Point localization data
+===+
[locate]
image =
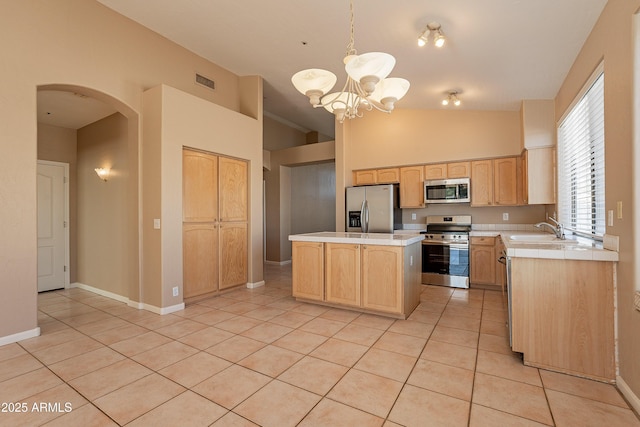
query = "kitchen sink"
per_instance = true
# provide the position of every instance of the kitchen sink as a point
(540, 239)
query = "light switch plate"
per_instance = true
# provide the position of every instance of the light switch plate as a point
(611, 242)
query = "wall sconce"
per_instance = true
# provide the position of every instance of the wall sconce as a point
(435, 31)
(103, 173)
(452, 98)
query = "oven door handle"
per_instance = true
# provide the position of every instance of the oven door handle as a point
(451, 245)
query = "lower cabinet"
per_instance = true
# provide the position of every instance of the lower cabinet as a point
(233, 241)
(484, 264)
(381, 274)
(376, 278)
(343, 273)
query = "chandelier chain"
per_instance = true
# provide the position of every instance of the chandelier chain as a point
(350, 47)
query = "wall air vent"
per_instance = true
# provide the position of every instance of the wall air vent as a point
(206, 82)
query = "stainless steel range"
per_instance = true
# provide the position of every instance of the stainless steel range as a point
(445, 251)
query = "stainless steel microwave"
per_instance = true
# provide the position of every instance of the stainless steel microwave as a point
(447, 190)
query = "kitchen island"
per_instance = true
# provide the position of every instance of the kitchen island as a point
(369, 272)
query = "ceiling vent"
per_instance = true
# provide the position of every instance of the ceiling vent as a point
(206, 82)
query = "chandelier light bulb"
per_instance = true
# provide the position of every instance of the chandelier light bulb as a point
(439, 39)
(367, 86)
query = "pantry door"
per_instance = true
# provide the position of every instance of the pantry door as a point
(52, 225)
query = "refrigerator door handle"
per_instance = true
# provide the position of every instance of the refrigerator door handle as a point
+===+
Once the pictures are set aside, repeat each entry exactly as it stands.

[locate]
image =
query = "kitchen sink"
per_instance = true
# provide the position of every instance of the kitchen sink as a point
(540, 239)
query = "light switch plate"
per_instance = true
# provide the position of every instance of the light switch plate as a point
(611, 242)
query = "wall sconce"
per_instance = true
# provide the position of every instance of the wall sconce as a point
(435, 31)
(103, 173)
(452, 98)
query = "oven door handle"
per_instance = true
# provide the position of every instance of the oven door handle as a point
(451, 245)
query = "lower cabinet"
per_instance = true
# provide the position of every instance of the lower cabinet as a point
(233, 241)
(484, 264)
(381, 274)
(376, 278)
(343, 273)
query = "chandelier chain"
per_instance = true
# provide the position of every instance of the chandelier chain as a point
(350, 47)
query = "wall air vent"
per_instance = true
# provide the position of every instance of the wall air vent as a point
(206, 82)
query = "stainless steel range"
per_instance = true
# provide the position of every instance of the stainless steel range as a point
(445, 251)
query = "stainless steel microwave"
per_instance = true
# provide the position of every instance of the stainless steel microwave as a point
(447, 190)
query = "kitchen island"
per_instance = true
# provide the position of every instance of the kitchen island as a point
(369, 272)
query = "ceiling vent"
per_instance = true
# provide the position of every instance of the ceiling vent as a point
(206, 82)
query = "chandelier light bulb"
per_instance = true
# provide the position of every instance of the chandelier light bulb as a point
(439, 39)
(367, 86)
query = "pantry door"
per_instance = true
# provide the position of every instance of the pantry door as a point
(52, 225)
query = "refrigerator door handle"
per_instance = true
# provide the position of every instance of the refrigerator door handle as a point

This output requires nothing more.